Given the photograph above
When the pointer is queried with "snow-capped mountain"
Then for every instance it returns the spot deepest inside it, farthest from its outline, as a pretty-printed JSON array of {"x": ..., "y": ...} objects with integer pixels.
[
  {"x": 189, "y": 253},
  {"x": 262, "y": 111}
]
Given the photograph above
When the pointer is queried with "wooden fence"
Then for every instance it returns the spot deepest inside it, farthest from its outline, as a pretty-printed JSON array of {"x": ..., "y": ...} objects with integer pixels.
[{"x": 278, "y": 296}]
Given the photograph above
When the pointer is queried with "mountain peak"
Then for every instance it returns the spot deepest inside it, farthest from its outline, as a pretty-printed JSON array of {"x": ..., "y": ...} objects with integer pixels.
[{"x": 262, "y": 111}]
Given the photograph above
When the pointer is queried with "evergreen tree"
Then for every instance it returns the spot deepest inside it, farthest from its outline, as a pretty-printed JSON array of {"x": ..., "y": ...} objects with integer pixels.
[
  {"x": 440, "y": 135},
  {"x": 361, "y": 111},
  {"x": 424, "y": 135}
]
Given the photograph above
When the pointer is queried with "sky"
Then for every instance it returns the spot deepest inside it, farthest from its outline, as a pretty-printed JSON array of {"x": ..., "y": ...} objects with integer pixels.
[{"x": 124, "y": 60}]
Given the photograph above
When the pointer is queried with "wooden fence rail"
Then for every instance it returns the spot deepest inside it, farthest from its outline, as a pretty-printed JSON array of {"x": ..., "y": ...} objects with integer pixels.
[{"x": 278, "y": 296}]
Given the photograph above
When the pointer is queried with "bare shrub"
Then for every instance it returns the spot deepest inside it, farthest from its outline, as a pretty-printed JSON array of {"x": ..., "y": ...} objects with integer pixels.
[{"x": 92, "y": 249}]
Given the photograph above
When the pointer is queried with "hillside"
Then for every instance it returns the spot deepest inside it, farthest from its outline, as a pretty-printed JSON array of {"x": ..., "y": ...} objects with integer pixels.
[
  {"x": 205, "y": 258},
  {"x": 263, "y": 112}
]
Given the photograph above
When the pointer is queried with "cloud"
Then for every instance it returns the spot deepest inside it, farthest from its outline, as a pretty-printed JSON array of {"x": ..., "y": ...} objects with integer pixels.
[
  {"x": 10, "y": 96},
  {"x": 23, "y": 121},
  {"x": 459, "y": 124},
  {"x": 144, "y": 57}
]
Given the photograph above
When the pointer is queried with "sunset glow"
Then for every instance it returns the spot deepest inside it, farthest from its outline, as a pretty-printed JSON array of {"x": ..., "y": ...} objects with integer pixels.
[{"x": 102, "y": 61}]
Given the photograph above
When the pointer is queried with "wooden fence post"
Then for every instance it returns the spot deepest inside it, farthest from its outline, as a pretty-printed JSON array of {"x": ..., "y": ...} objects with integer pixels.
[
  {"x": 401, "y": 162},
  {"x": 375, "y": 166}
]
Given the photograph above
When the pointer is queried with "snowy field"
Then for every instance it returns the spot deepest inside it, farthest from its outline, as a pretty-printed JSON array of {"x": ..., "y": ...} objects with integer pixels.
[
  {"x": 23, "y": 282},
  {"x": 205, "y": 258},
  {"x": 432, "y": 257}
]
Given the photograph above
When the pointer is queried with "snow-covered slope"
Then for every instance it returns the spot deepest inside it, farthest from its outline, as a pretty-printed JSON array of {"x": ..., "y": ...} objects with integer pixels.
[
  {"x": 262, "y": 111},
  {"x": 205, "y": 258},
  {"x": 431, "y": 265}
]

################

Return the entries in full, keeping every line exactly as it is.

**Reply to the exercise:**
Given the photograph above
When the pointer is queried with "snow-capped mountain"
Then for every instance it returns the spot deepest inside it, farthest from its outline, as a pretty-printed JSON array of {"x": ..., "y": ...} objects with integer pixels.
[
  {"x": 189, "y": 253},
  {"x": 262, "y": 111}
]
Given the photograph above
When the pointer is queried with "wooden fence"
Then for every instance it returns the spot deepest inside it, farthest from its outline, as a pretty-printed JSON array of {"x": ..., "y": ...} objects with integer pixels.
[{"x": 278, "y": 296}]
Given the photograph above
When the pointer is queried with "mountain peak"
Then for every instance it returns the spot deepest inside it, farthest from its outline, as a pretty-printed JSON array of {"x": ..., "y": ...} objects with integer pixels.
[{"x": 262, "y": 111}]
Given the photograph above
When the pointer is queried with "evergreen tree"
Then for every instance it returns the spot deepest inside it, farthest from its outline, as a pretty-printed JSON array of {"x": ..., "y": ...} objects with integer pixels.
[
  {"x": 440, "y": 135},
  {"x": 361, "y": 111},
  {"x": 424, "y": 135}
]
Given the photograph above
When the pointer is queried with "sky"
Then for every instance it returns the spot deepest inside it, farthest from its outline, as a pretty-printed JSON array of {"x": ..., "y": ...} objects with integer pixels.
[{"x": 124, "y": 60}]
Given the photograph above
When the pointer is queried with "wooden fence rail"
Then for every instance it returns the spot deepest inside it, farthest from its outline, as a pretty-printed JSON array of {"x": ..., "y": ...} objects with integer pixels.
[{"x": 278, "y": 296}]
Given the photograph above
When the pointer is queried with "bare shrub"
Then for every instance it returns the spot deepest inside it, farthest from its outline, as a pretty-printed JSON array of {"x": ..., "y": ...} objects with integer pixels.
[{"x": 92, "y": 249}]
Given the photograph above
When the pointer is queried with "hillside"
Then for every instance it returns the spot deepest inside it, farthest from its outline, as a pretty-printed JSON array of {"x": ..., "y": ...} objects with integer pixels.
[
  {"x": 205, "y": 258},
  {"x": 263, "y": 112}
]
Given the photograph above
When the pointer is queried with "cloud"
Then for every instance it returns the spot deepest inside it, farthest from its outline, as a pretty-printed JSON array of {"x": ..., "y": ...} objects with integer pixels.
[
  {"x": 10, "y": 96},
  {"x": 23, "y": 121},
  {"x": 459, "y": 124},
  {"x": 144, "y": 57}
]
Given the photograph above
When the pointer is queried with "sunset glow"
Then for every instance it returns the spot deepest inside it, farthest from its outline, as a pretty-printed JSON array of {"x": ..., "y": ...} objects with integer pixels.
[{"x": 102, "y": 61}]
Given the photograph above
When the pointer is queried with "wooden fence post"
Then for every instance it returns the spot deepest inside it, farthest from its outline, as a pretty-printed JSON array of {"x": ..., "y": ...} objects with integer pixels.
[
  {"x": 401, "y": 162},
  {"x": 375, "y": 166}
]
Given the photograph above
When the pointer is queried with "snowy field"
Then for every instance it returns the spot deepest inside it, farthest from its outline, as a pretty-printed JSON array of {"x": ..., "y": ...} objects with integer pixels.
[
  {"x": 23, "y": 282},
  {"x": 205, "y": 258},
  {"x": 432, "y": 257}
]
Given the photograph above
When the pointer is queried with "snow-covered slope"
Then for every instance it returns the spot deepest inside it, farthest from its outline, as a pretty-printed JSON array of {"x": ..., "y": ...} objects with integer pixels.
[
  {"x": 262, "y": 111},
  {"x": 205, "y": 258},
  {"x": 431, "y": 265}
]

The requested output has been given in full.